[Problem description]:
Carry none of the pictures over; write out the complete data exactly.

[Source records]:
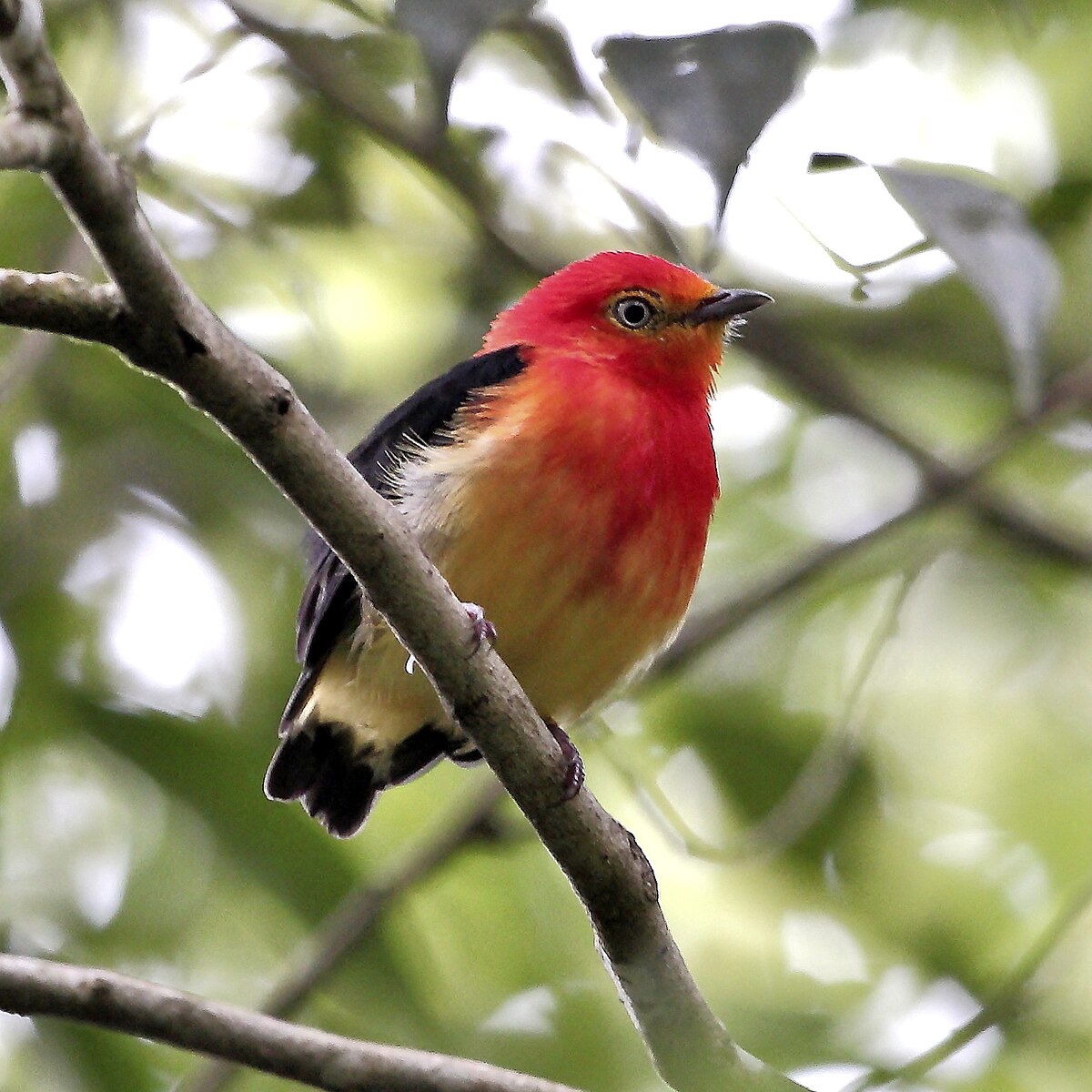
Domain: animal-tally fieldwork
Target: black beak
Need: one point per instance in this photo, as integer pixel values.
(727, 304)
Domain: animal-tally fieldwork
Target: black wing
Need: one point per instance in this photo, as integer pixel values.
(332, 596)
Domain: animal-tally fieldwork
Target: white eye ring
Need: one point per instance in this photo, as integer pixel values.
(632, 312)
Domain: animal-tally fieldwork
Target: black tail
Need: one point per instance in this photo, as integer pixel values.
(323, 765)
(334, 779)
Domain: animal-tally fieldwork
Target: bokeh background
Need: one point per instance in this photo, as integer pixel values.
(864, 775)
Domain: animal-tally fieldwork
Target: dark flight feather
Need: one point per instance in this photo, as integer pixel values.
(317, 763)
(331, 598)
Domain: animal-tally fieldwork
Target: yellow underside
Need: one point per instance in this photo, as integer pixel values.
(573, 618)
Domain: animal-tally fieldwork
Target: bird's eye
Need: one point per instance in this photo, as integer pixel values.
(633, 312)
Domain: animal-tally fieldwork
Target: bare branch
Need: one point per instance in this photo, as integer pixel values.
(38, 987)
(27, 143)
(177, 339)
(1003, 1006)
(800, 365)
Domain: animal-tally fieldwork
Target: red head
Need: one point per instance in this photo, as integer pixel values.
(627, 310)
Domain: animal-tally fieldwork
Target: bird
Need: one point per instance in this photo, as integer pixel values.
(562, 480)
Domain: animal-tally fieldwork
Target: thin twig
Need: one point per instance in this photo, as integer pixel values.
(823, 775)
(353, 918)
(178, 339)
(1006, 1002)
(36, 987)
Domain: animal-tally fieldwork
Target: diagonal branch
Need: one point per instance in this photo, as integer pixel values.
(39, 987)
(64, 304)
(768, 339)
(177, 339)
(352, 920)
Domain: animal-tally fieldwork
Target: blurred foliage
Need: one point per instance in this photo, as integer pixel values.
(924, 699)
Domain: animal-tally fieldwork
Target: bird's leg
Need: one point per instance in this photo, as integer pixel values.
(573, 763)
(485, 632)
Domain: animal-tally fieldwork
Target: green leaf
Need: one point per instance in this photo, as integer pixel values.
(361, 74)
(711, 94)
(987, 235)
(447, 31)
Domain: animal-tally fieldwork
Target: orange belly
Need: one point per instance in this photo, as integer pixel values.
(583, 556)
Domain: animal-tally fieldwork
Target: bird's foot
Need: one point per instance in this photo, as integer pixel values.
(485, 632)
(573, 763)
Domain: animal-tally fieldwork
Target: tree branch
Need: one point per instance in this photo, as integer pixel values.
(64, 304)
(177, 339)
(38, 987)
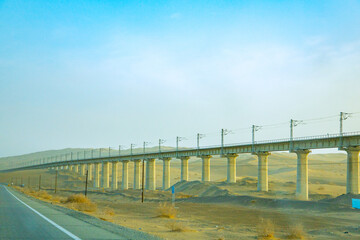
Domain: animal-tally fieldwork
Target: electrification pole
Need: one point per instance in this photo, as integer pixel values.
(199, 136)
(254, 129)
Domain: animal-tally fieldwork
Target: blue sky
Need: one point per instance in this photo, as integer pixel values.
(103, 73)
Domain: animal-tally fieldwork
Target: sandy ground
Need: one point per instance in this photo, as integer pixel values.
(217, 210)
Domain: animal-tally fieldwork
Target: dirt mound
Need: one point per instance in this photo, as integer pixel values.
(345, 199)
(202, 189)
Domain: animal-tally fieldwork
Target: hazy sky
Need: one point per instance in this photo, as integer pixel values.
(104, 73)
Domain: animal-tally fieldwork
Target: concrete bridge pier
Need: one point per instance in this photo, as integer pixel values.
(125, 176)
(184, 168)
(302, 176)
(205, 176)
(166, 173)
(76, 168)
(82, 169)
(151, 174)
(105, 175)
(97, 175)
(137, 175)
(90, 171)
(231, 167)
(114, 176)
(263, 178)
(352, 172)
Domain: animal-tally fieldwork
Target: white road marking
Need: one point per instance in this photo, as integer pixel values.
(50, 221)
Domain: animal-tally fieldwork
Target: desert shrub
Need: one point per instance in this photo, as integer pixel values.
(177, 227)
(184, 196)
(265, 229)
(296, 232)
(43, 195)
(80, 202)
(77, 198)
(166, 210)
(109, 211)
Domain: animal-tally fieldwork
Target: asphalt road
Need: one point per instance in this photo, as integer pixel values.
(24, 218)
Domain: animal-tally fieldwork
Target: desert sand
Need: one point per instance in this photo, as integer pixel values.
(218, 210)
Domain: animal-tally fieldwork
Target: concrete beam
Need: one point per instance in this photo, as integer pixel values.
(302, 175)
(263, 172)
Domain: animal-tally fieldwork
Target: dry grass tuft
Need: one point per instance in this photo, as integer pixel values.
(296, 232)
(182, 196)
(265, 229)
(166, 210)
(80, 202)
(109, 211)
(177, 227)
(42, 194)
(77, 198)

[Correct response]:
Domain: animal-tally fieldwork
Target: black beak
Need: one point per instance in this photo, as integer pixel values.
(727, 304)
Domain: animal-tally fieldwork
Target: black wing
Need: one point per instance in this photo, as integer pixel values.
(332, 596)
Domain: animal-tally fieldwork
Target: white eye ring
Need: one point per instance in this photo, as integer pixel values.
(632, 312)
Domain: animal-tally fieldwork
Target: black tail
Need: one point per instance in this photo, as integer pixel values.
(323, 765)
(334, 779)
Domain: animal-tally fieldwork
Target: bokeh background
Need: one point per instance in this photo, as integer pixel values.
(864, 775)
Domain: animal-tally fieldwork
Target: dark flight feather
Need: one point per instance in this photo, as integer pixel values.
(317, 763)
(331, 598)
Domain: animal-tally fieldwork
Target: yellow underside
Need: one point per instance in this photo, as integer pixel values.
(573, 618)
Domain: animal-tally fieldwork
Target: bird's eye
Need: one point per instance in this photo, as integer pixel values.
(633, 312)
Domain: animal-tally fieldwork
Target: bare branch
Need: one point per instance in this photo, as integer pixel values.
(38, 987)
(27, 143)
(177, 339)
(1003, 1006)
(800, 365)
Domain: animal-tally fieldwork
Target: red head
Need: one point per instance in this photo, as integer pixel values.
(627, 310)
Domain: animal-tally fieldwork
Target: bird
Need: one point per instance in this photo, as integer pixel values.
(562, 480)
Domain: animal-tally fieldwork
Target: thin twig
Need: one point per instance in this photo, as integer pixel values.
(823, 775)
(353, 918)
(178, 339)
(1006, 1002)
(36, 987)
Domain: animal-tally fieldwork
Target: diagonal branch
Need: one point per instance in this photo, as integer pixel values.
(39, 987)
(64, 304)
(768, 339)
(177, 339)
(352, 920)
Domain: animal-tally fieldwork
Target: blurred foliage
Need: one point per instance in this photo, as integer pixel values.
(924, 699)
Domain: animal-tally fieldwork
Target: bird's leg
Need: one point per instance in this photo, as integer pixel values.
(573, 763)
(485, 632)
Domain: animal-tally fieldwork
Target: green leaf
Need: one point per instance in this photo, as integer pixel values.
(361, 74)
(711, 94)
(987, 235)
(447, 31)
Domain: animal-tally fieldwork
Target: orange belly
Need: one point per instance in this photo, as integer pixel values.
(583, 556)
Domain: animal-tally fieldwork
Target: bird's foot
Need: one point per instance in this photo, as integer pixel values.
(485, 632)
(573, 763)
Domain: animal-tally fieldwork
Target: tree branch
Need: one point per instance in this photo, as integer pixel values.
(64, 304)
(177, 339)
(38, 987)
Domain: animal-tally fieldwork
Target: electrification pole
Need: one point per instance in this photo, as integer pixel values.
(199, 136)
(254, 129)
Domain: animal-tally fieldwork
Target: blue sky
Need: one point per instance in this photo, as integer pixel values.
(103, 73)
Domain: animal-tally fieldwork
Target: sandy ground
Need: one point per instance in this photo, as integer pixel values.
(217, 210)
Domain: animal-tally fieldwork
Target: dirt mound
Need: one point per instance in this photo, as integer pixel values.
(345, 199)
(202, 189)
Domain: animal-tally fieldwork
Target: hazy sky
Need: one point per instance in this photo, as integer pixel values.
(104, 73)
Domain: animal-tally fieldwork
Target: concrete bridge pier
Need: one point per instance in this photo, as integer pixel values.
(125, 176)
(184, 168)
(302, 176)
(205, 176)
(166, 173)
(76, 168)
(82, 169)
(151, 174)
(105, 175)
(97, 175)
(137, 175)
(90, 171)
(231, 167)
(114, 176)
(263, 178)
(352, 172)
Domain: animal-tally fieldwork
Target: white road marking
Need: one point per instance in this photo, as integer pixel values.
(50, 221)
Domain: animal-tally fieldwork
Target: desert shrub
Need: one point per instance in this photo, as integer pixel values.
(177, 227)
(184, 196)
(265, 229)
(296, 232)
(43, 195)
(80, 202)
(77, 198)
(166, 210)
(109, 211)
Domain: animal-tally fieldwork
Target: asphalt road
Need: one point per instance in this photo, as integer pixel values.
(24, 218)
Domain: animal-tally fieldwork
Target: desert sand
Need: one point per instance in this photo, as integer pixel values.
(218, 210)
Domain: animal-tally fieldwork
Target: concrete beam
Need: one point per instance in this photo, as integer pixel values.
(302, 175)
(263, 172)
Domain: animal-tally fieldwork
Target: dry grass tuft
Need: one point per instance in this photo, as integer pixel values.
(296, 232)
(182, 196)
(265, 229)
(166, 210)
(80, 202)
(109, 211)
(177, 227)
(42, 194)
(77, 198)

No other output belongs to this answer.